---- ESTRATTO FORNITO
L’indagine – che prende in esame la copertura delle crisi umanitarie nei principali notiziari di prima serata della televisione generalista (3 della TV pubblica e 4 della TV privata) nell’arco di un decennio – presenta un quadro inaccettabile: i riflettori, quando si accendono, vengono puntati per breve tempo soprattutto su conflitti e atti terroristici (il 65,5% sul complessivo delle notizie pertinente sulle crisi) mentre l’attenzione maggiore è rivolta a fatti che riguardano il coinvolgimento di occidentali. La percentuale delle notizie dedicate a povertà e malnutrizione è invece pari all’1,5%; mentre quelle relative alle emergenze sanitarie sono solo 293 in 10 anni (pari all’1%).
Queste crisi arrivano nei notiziari solo quando diventano allarmi internazionali, come è il caso dell’ebola quest’estate. Inoltre, se una crisi non è sufficientemente drammatica o non è avvenuta una catastrofe, viene a mala pena considerata dalla nostra informazione. Le crisi croniche e per questo meno eclatanti, non vengono raccontate se non sporadicamente. Dieci anni di analisi suggeriscono anche una classificazione nella rappresentazione delle crisi: vi sono crisi continuamente visibili, che in ragione della gravità e della rilevanza geopolitica hanno ampia visibilità (le guerre in Iraq e in Afghanistan, la crisi mediorientale e quella siriana); poi le crisi “a singhiozzo”, quelle crisi su cui si accendono i riflettori in concomitanza di eventi significativi e che, terminata l’emergenza, scompaiono nell’ombra (una su tutti la crisi in Sud Sudan, balzata nelle prime pagine di tutto il mondo per le proteste inscenate da personaggi come George Clooney); infine le crisi invisibili, che non entrano nell’agenda dei telegiornali e se succede è perché sono ricordate in quanto dimenticate. È il caso della Repubblica Centrafricana la grande assente in 10 anni di analisi e presente in soli due servizi nella prima metà del 2014.
--------
ATTIVITÀ RICHIESTE:
A: Traduci in inglese questa frase dell'estratto sulla copertura delle crisi umanitarie: «Queste crisi arrivano nei notiziari solo quando diventano allarmi internazionali, come è il caso dell’ebola quest’estate.»
B: Ripeti parola per parola il passo dell'estratto sulla copertura delle crisi umanitarie che va da "L’indagine – che" fino a "anni (pari all’1%).".
---- ESTRATTO DATI
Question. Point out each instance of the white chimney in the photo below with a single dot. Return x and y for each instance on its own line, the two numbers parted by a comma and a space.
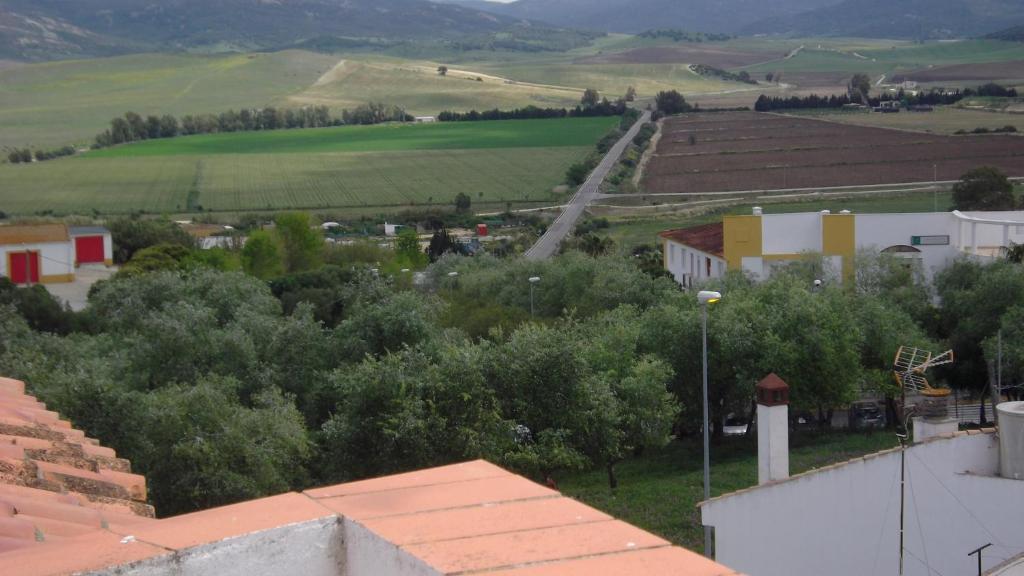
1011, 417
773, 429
--------
ESITI PER ATTIVITÀ:
A: These crises reach the news only when they become international alarms, as was the case with Ebola this summer.

B:
L’indagine – che prende in esame la copertura delle crisi umanitarie nei principali notiziari di prima serata della televisione generalista (3 della TV pubblica e 4 della TV privata) nell’arco di un decennio – presenta un quadro inaccettabile: i riflettori, quando si accendono, vengono puntati per breve tempo soprattutto su conflitti e atti terroristici (il 65,5% sul complessivo delle notizie pertinente sulle crisi) mentre l’attenzione maggiore è rivolta a fatti che riguardano il coinvolgimento di occidentali. La percentuale delle notizie dedicate a povertà e malnutrizione è invece pari all’1,5%; mentre quelle relative alle emergenze sanitarie sono solo 293 in 10 anni (pari all’1%).